▼

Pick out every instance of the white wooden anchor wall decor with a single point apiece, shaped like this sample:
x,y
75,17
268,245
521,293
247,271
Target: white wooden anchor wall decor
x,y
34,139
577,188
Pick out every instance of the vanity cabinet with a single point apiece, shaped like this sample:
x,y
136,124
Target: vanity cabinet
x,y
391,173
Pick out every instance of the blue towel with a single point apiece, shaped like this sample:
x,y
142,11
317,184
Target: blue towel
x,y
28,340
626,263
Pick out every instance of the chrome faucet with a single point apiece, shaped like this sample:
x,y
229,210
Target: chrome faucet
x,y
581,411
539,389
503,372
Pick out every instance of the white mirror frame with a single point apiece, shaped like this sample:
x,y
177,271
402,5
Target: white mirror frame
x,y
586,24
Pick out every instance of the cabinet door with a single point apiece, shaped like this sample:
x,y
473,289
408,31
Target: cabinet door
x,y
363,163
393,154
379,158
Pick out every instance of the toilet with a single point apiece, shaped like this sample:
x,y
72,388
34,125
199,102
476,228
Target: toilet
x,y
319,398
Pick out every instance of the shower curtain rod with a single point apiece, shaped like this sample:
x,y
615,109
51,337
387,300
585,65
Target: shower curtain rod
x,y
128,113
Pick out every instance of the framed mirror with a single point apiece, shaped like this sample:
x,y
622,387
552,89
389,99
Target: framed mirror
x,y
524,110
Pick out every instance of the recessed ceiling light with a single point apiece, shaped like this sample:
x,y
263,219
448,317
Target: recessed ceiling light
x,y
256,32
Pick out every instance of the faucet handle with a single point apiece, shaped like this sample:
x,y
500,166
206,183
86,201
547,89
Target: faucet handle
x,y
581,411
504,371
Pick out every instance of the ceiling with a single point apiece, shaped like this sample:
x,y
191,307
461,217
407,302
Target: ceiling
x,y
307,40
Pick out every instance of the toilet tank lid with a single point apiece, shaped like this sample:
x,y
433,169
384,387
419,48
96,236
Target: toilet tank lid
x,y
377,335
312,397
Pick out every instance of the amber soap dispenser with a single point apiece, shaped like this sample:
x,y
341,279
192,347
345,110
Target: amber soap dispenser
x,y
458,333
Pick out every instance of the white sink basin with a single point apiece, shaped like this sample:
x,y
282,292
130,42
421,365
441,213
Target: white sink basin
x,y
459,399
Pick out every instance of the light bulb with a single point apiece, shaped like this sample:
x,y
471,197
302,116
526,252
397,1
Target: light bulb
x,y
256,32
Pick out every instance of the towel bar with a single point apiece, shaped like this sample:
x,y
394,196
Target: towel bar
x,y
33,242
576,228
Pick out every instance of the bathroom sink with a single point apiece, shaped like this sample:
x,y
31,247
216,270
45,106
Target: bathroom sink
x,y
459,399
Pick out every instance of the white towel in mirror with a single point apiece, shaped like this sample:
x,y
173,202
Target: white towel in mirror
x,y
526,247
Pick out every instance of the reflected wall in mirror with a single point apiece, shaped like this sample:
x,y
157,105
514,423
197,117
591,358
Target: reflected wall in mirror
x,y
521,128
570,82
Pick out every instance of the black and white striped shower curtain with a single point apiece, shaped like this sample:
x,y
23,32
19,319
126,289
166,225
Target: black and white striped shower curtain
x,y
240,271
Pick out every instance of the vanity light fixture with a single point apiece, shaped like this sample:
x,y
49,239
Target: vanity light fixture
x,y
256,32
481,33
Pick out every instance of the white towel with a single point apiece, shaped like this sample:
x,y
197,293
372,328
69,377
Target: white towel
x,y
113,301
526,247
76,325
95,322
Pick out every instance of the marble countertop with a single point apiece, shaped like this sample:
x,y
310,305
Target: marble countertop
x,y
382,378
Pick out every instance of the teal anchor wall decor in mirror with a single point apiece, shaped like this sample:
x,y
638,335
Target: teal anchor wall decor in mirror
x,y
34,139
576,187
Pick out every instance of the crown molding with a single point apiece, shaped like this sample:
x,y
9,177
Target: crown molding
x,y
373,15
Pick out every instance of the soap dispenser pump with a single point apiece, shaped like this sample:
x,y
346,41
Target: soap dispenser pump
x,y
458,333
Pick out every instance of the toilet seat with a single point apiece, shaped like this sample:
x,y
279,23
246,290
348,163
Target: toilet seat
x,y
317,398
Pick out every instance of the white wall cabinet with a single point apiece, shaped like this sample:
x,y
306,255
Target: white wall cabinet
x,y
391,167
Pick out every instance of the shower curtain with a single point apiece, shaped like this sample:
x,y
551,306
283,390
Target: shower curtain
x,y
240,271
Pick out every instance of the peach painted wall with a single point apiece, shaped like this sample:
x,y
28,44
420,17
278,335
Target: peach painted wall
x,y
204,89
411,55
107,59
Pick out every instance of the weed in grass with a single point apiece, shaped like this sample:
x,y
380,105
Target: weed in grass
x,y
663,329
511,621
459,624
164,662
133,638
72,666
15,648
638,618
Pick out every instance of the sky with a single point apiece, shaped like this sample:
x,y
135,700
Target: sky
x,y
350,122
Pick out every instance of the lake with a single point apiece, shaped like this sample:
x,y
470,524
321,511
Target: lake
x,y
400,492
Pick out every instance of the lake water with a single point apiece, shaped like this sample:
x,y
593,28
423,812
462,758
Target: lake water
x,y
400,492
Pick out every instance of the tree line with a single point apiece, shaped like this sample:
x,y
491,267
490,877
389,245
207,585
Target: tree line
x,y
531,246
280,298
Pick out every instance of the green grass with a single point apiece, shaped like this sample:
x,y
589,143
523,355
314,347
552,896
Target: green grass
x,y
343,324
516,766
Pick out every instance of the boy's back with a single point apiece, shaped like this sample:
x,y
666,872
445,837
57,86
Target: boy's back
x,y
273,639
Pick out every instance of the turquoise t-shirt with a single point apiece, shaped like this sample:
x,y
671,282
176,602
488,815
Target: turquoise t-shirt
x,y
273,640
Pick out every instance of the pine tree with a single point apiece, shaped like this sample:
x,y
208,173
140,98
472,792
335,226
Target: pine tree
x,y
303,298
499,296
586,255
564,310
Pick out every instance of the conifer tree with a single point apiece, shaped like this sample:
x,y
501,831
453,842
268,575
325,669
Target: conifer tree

▲

- _Problem description_:
Filter the listing down to the lines holding the word "conifer", and return those.

- _Solution below_:
Pick out every instance of the conifer tree with a single point apiece, shaped like this sample:
Target: conifer tree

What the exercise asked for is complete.